▸ **PROMPT 1**: Which citation style is the writer using for the discography in the blog entries?
▸ **PROMPT 2**: Summarize the blog entries in two sentences.
▸ **PROMPT 3**: Copy the blog entries from "I suddenly had" to "a young Parque.".

▸ **READING PASSAGE**:
====
Tuesday, December 15, 2020

You heard it here

 The DEI (diversity, equity, inclusion) has now expanded to Diverstiy, Equity, Inclusion and Belonging.  There is no comma after Inclusion, so I'm not sure how to parse it. 

Cerf-volant

I suddenly had this flashback of a memory. I had a Peanuts cartoon book in French, maybe when I was 13 or 14. Charlie Brown was flying his kite, which inevitably the tree would eat up.  I learned words in French from it, like cerf-volant.  

Maybe somewahat later, I had a book of poems by Paul Valéry.  I was thinking of the young park as a young park, not a young Parque.   

Proposal

Anyway, I also have a book proposal done. I'm uncertain of it: this is the hardest genre, the  book proposal, the grant proposal. It doesn't seem to represent the richness of the work itself, but I'm not always sure what I am leaving out. 

There are something like five books on Beckett and music. I guess you can call this a speciality within a speciality. It's odd because a non-canonical writer would never have this. If someone is not very canonical then there is no room for subspecialties, there would be one book about the author or 2 at most. The whole idea of "Ezra Pound and music," or "Lorca and the visual arts" implies the existence of critical industries that can be divided into subcategories.  The process is almost humorous, in that there would be no topic too trivial if the writer is canonical enough: "Proust and insects." 

Discography

 Today, I started on the discography. It is somewhat intimidating to me, but this is an illusion based on my inexperience. After a few minutes I started grasping the syntax of the entries. I'm using Chicago style in the hope that that's what the publisher will want. I will publish my book with Toronto, although they do not know it yet.  

Monday, December 14, 2020

Soundcloud

 I posted some  tunes to my soundcloud account.  5 years ago I thought of being a composer, but I'm not sure what this even means for me. It seems unbearably pretentious of me to call myself that.  Even a songwriter would be too much. 

Goals

 Since classes ended I finished two chapters in more or less submittable form.  My project for January-March will be to do this with Chapter 4. Chapter 3, a lengthy chapter on classical Lorca, will be the last, after the epilogue. What I tend to put off is bibliographical references. It is not intellectually challenging or interesting, but it gives a sense of finality, as though the scholarship were in the final stages of preparation, making sure everything adds up.  

Saturday, December 12, 2020

Olvido

 I thought I hadn't published about Olvido García Valdés, but then I remembered something in an article a long way back:  https://www.amazon.com/Principios-Modernos-Creatividad-Expresiva-Contemporanea/dp/9042026332 Page 337 of this book.
====
▸ **DATASET EXTRACT**:
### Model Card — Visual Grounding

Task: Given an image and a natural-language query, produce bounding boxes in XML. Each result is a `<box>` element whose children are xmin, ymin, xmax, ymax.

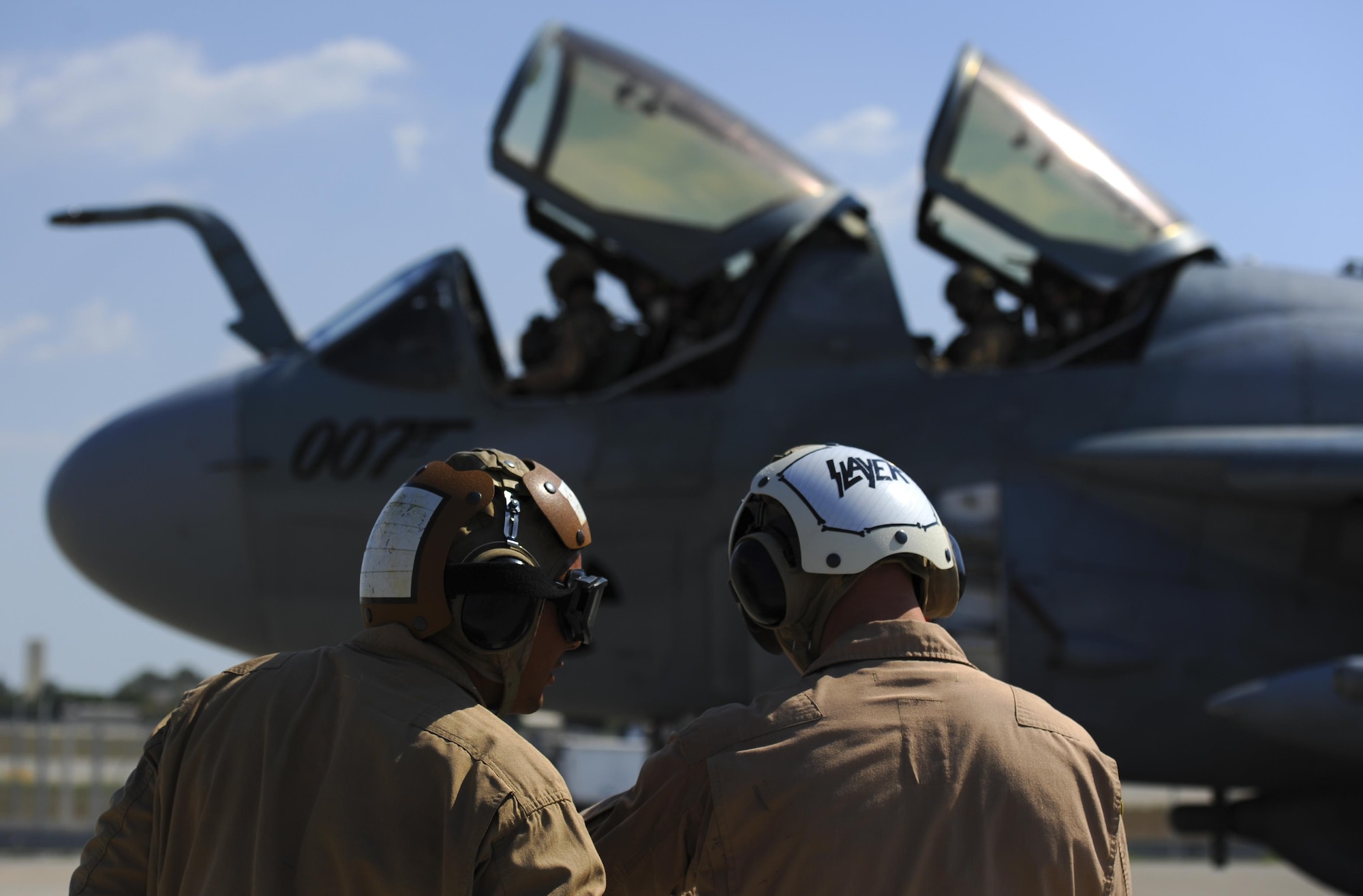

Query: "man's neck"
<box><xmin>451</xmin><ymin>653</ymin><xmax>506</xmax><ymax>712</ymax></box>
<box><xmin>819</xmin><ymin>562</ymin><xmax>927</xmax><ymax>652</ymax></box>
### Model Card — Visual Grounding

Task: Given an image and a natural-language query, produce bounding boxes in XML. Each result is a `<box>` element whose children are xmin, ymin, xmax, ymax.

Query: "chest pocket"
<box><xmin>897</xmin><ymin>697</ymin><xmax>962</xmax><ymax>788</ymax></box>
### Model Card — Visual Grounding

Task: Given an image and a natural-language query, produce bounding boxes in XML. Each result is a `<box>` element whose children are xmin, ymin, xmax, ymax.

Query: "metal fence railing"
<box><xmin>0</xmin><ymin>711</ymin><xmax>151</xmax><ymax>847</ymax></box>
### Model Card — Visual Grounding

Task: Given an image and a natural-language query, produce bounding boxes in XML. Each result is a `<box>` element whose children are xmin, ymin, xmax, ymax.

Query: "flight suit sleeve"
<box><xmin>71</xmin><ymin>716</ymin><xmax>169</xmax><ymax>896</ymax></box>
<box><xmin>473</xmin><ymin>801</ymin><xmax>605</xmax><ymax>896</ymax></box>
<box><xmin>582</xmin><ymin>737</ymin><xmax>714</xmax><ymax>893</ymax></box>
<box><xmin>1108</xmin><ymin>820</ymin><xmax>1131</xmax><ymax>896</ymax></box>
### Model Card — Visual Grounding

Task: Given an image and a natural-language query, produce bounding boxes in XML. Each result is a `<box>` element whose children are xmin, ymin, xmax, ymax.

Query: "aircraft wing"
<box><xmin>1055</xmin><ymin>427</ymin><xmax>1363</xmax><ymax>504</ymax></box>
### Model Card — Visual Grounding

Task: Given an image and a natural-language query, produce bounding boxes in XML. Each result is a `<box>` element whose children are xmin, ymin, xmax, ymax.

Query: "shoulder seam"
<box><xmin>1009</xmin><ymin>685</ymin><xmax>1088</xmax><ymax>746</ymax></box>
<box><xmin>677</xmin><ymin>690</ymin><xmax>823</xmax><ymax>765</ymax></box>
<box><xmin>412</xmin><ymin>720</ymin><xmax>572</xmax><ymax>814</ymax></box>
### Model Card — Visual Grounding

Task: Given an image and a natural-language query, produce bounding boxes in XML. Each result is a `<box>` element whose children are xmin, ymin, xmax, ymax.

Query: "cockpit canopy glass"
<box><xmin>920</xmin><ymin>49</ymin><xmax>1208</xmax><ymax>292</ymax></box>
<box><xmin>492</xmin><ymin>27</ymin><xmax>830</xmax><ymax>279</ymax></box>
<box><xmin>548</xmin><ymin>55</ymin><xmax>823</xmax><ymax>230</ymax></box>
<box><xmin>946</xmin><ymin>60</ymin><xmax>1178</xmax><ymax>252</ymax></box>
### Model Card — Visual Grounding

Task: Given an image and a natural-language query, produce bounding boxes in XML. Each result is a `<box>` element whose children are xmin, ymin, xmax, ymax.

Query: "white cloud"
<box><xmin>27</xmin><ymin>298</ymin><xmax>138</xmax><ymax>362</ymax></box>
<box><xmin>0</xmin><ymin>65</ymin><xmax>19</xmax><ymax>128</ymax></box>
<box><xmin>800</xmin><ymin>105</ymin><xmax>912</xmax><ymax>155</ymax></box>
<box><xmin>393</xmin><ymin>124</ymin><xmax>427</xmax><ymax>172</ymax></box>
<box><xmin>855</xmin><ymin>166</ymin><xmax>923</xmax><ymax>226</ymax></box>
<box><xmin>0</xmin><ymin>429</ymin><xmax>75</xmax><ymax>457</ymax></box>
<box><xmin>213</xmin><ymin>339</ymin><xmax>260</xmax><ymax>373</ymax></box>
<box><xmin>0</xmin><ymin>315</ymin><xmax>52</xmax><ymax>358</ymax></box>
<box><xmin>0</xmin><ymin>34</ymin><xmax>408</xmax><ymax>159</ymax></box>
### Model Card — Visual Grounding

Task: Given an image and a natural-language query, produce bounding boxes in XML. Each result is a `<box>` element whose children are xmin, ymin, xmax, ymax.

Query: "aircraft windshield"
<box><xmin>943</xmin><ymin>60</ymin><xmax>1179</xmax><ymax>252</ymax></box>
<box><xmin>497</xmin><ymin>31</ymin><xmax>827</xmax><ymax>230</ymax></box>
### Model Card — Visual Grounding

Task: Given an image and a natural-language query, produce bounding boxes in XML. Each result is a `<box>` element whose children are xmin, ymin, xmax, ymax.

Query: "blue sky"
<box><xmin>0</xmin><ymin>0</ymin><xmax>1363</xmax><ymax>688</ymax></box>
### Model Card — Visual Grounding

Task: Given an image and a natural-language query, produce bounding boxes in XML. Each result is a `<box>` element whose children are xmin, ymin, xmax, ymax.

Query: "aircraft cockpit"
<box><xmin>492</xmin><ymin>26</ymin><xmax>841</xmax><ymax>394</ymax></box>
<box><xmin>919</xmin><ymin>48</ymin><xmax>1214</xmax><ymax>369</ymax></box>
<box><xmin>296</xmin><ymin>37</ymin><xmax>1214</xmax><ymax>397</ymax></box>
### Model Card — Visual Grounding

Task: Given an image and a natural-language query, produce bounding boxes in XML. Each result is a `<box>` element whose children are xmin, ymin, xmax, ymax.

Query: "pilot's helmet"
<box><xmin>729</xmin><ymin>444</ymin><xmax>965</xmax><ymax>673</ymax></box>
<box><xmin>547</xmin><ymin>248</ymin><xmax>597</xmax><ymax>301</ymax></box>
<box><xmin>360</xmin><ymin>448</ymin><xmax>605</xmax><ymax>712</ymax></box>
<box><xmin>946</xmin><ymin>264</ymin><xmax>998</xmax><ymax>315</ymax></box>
====
▸ **FINAL RESULT 1**: Chicago style.

▸ **FINAL RESULT 2**: In entries from December 2020, the writer reports finishing a book proposal, starting the discography in Chicago style, and completing two chapters, with Chapter 4 planned for January through March. The writer also remarks on the many books about Beckett and music, recalls learning French from a Peanuts book, and mentions posting tunes to a soundcloud account.

▸ **FINAL RESULT 3**:
I suddenly had this flashback of a memory. I had a Peanuts cartoon book in French, maybe when I was 13 or 14. Charlie Brown was flying his kite, which inevitably the tree would eat up.  I learned words in French from it, like cerf-volant.  

Maybe somewahat later, I had a book of poems by Paul Valéry.  I was thinking of the young park as a young park, not a young Parque.